=== Section Start ===

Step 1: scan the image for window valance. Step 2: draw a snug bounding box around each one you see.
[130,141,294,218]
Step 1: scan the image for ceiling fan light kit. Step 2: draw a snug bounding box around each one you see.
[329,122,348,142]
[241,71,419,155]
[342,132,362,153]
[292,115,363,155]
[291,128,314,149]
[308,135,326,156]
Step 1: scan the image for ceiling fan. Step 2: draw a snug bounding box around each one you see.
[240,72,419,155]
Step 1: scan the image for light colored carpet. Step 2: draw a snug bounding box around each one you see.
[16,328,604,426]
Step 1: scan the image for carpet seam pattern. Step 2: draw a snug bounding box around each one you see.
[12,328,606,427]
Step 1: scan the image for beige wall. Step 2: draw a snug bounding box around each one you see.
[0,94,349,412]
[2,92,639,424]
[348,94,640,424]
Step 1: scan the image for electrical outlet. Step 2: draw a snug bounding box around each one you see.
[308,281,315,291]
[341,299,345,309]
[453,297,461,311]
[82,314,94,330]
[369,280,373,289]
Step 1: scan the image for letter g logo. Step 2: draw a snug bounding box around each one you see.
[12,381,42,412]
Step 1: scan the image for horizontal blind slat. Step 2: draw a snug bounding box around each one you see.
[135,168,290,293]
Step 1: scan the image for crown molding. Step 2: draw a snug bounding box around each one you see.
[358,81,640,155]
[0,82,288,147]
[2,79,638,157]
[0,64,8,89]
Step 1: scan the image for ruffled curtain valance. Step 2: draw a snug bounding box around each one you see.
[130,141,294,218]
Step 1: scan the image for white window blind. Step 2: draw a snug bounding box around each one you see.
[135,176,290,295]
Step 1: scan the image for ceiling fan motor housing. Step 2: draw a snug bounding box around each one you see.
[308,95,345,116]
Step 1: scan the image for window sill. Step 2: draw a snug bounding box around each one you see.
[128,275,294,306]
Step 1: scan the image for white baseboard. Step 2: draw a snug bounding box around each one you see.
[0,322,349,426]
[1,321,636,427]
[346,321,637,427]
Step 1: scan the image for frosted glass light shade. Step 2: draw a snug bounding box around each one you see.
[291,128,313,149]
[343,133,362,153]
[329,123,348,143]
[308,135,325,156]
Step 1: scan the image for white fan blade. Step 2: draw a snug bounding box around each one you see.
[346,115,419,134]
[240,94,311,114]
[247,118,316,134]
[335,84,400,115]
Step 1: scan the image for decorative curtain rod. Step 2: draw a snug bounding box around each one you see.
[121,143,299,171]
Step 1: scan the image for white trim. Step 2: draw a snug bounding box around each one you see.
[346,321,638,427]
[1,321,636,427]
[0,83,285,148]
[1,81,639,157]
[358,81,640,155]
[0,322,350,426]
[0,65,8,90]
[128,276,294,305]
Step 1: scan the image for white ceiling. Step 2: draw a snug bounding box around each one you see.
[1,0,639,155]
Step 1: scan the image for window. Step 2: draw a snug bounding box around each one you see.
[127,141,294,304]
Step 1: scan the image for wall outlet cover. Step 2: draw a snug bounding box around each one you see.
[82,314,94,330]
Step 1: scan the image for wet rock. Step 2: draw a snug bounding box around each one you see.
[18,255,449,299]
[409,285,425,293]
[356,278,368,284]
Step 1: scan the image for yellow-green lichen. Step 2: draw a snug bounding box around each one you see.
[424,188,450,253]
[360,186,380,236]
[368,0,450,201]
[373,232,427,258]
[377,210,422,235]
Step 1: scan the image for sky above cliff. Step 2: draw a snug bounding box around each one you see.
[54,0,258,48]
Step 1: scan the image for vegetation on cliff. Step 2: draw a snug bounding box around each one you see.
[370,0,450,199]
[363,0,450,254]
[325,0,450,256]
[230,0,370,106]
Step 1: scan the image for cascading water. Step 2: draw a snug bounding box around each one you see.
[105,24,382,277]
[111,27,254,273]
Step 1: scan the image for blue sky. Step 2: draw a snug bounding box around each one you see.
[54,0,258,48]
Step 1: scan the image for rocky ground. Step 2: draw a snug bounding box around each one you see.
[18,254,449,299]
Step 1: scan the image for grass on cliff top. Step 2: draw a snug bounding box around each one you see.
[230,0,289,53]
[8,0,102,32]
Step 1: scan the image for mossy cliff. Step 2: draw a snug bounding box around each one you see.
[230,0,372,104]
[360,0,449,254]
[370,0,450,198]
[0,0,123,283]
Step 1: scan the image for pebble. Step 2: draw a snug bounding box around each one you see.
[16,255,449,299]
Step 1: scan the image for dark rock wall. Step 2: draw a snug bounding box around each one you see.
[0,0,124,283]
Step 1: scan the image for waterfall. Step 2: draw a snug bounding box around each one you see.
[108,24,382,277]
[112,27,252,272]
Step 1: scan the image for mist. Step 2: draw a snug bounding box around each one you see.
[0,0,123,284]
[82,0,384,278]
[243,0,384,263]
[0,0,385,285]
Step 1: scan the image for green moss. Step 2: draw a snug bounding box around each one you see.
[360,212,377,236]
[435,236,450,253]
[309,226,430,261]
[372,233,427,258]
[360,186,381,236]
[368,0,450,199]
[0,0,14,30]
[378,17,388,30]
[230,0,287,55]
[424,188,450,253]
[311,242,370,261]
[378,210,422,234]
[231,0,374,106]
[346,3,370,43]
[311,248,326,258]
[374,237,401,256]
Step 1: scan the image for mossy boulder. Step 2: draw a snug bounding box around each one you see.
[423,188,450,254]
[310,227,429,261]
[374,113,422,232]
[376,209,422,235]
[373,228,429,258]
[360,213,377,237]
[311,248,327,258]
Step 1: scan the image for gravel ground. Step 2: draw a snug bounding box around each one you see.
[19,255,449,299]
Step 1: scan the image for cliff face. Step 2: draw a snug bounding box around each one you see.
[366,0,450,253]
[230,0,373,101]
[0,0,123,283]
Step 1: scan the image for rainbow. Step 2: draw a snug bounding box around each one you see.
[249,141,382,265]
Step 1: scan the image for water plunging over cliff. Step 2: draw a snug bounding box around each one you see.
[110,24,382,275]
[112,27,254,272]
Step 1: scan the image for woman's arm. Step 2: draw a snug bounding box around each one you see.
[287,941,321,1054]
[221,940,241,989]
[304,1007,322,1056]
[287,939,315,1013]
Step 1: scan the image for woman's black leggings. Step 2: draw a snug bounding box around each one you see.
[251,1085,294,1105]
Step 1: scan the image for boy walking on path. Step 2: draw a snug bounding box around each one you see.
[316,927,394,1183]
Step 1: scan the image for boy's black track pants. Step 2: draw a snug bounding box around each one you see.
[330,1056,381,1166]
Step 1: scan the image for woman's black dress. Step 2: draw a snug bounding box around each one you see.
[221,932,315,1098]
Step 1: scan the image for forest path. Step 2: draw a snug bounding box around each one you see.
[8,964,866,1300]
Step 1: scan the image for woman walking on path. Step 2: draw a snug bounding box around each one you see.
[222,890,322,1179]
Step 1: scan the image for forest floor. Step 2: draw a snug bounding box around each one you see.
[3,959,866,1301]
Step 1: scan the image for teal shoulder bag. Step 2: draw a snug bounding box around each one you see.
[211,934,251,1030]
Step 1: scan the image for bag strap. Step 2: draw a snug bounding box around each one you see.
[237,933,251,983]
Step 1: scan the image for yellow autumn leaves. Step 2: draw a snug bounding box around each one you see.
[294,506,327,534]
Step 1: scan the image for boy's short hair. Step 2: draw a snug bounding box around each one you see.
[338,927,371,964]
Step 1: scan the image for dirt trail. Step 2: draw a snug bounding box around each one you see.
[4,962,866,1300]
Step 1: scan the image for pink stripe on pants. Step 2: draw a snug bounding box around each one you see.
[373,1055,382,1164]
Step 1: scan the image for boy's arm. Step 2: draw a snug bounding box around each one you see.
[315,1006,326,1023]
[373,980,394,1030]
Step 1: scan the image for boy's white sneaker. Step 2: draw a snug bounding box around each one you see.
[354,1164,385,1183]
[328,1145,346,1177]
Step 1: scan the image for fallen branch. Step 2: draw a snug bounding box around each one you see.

=== Section End ===

● **EXERCISE REQUIREMENTS**: Give back, unchanged, the line containing "Step 1: scan the image for forest floor." and each line that comes after it in the entries above, ending with the last.

● **THE ANSWER**:
Step 1: scan the image for forest floor. Step 2: draw a snug bounding box around each one you see.
[3,959,866,1301]
Step 1: scan the image for teal shoulder bag. Step 2: draw a snug bounding box around each one you see.
[211,934,251,1030]
Step 1: scan the image for bag strap. Step 2: draw a snug bounding box around each one you see.
[237,933,251,983]
Step 1: scan the image for yellow autumn leaves. Step 2: draw a snug bounding box around each one you see.
[294,506,327,534]
Step 1: scan the image for boy's short hair. Step 2: draw a snug bounding box around each one you see.
[338,927,371,964]
Step 1: scan the image for dirt trail. Step 2: draw a snug bounding box around each one you see.
[4,962,866,1300]
Step 1: scan the image for pink stripe on pants. Step 2: draw a snug bounding box around each one you see.
[373,1055,382,1164]
Step 1: scan the image for boy's arm. Step 2: draw a snug bounding box around each one you see.
[315,1006,326,1023]
[373,980,394,1030]
Step 1: scan the image for boy's white sneaker. Step 2: draw a snug bounding box around each one you see.
[354,1164,385,1183]
[328,1145,346,1177]
Step 1: scan the image for fallen branch. Step 2: draw a snug bounding box around each one you see.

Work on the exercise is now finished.